YOUR INSTRUCTIONS:
Of the records below, reproduce only the span that opens with the line containing "Target: red brick wall" and closes with the last line.

INFORMATION SUPPLIED:
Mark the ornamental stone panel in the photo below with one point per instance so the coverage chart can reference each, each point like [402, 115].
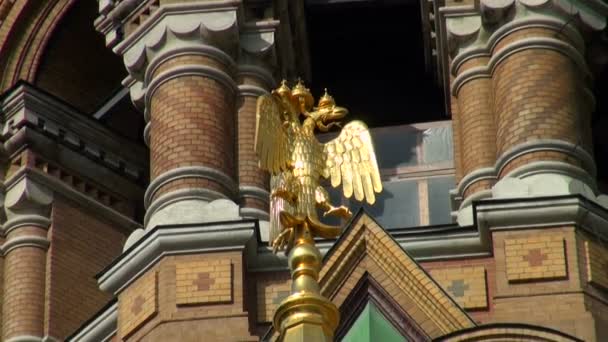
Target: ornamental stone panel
[205, 281]
[466, 285]
[536, 258]
[137, 304]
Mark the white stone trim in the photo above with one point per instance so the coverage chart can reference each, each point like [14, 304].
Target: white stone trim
[187, 50]
[542, 145]
[204, 195]
[254, 213]
[485, 173]
[25, 338]
[254, 192]
[539, 145]
[173, 240]
[147, 133]
[513, 48]
[102, 328]
[485, 48]
[188, 172]
[58, 186]
[251, 90]
[258, 72]
[25, 241]
[25, 221]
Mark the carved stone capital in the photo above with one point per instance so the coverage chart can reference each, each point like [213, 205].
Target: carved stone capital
[26, 197]
[213, 29]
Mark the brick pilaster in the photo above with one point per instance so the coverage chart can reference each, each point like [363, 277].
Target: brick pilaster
[27, 207]
[521, 102]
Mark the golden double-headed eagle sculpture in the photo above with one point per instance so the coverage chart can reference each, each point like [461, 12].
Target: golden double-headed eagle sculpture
[288, 149]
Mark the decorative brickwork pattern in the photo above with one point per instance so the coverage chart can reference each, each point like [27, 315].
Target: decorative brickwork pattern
[137, 304]
[271, 293]
[466, 285]
[535, 257]
[597, 264]
[205, 281]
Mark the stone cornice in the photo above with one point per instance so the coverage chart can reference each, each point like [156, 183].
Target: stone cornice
[26, 106]
[254, 192]
[472, 31]
[187, 70]
[188, 172]
[491, 173]
[213, 29]
[24, 241]
[165, 200]
[103, 211]
[101, 328]
[171, 240]
[512, 48]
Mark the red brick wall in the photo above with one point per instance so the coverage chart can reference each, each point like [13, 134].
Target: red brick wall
[533, 101]
[192, 124]
[81, 246]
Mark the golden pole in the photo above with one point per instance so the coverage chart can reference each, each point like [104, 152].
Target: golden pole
[305, 315]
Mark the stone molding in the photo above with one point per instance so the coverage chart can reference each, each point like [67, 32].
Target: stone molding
[247, 191]
[26, 221]
[188, 172]
[25, 241]
[213, 29]
[173, 240]
[586, 174]
[165, 200]
[187, 70]
[254, 213]
[29, 107]
[472, 31]
[25, 198]
[101, 328]
[259, 72]
[515, 47]
[59, 187]
[251, 90]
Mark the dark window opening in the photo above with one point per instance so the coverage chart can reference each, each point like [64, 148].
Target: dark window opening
[369, 54]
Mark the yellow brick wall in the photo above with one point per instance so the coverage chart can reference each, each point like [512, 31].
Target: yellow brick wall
[137, 304]
[204, 281]
[596, 259]
[535, 257]
[466, 285]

PROBLEM SOLUTION:
Target: red brick wall
[533, 101]
[192, 124]
[81, 246]
Mark the golden pole in the photo above with one point per instance so the coverage chart can reference each, each point like [104, 152].
Target: golden pole
[305, 315]
Mark the stone molding in the photo above with one point per instance so the coverage chart can reference each, each point like [67, 32].
Target: stone molding
[247, 191]
[26, 221]
[188, 172]
[25, 241]
[213, 29]
[173, 240]
[586, 174]
[165, 200]
[187, 70]
[254, 213]
[29, 107]
[472, 31]
[25, 198]
[101, 328]
[259, 72]
[515, 47]
[59, 187]
[251, 90]
Mark the dark window opening in the photo above with one point per instance so the coverage chart can reference each, each point like [64, 148].
Target: dark window opening
[369, 54]
Mark the yellow brick wall in the photo above with one point per instance so the coverage chart can reference each, each point like [512, 31].
Target: yellow brick wall
[137, 304]
[204, 281]
[596, 259]
[535, 257]
[466, 285]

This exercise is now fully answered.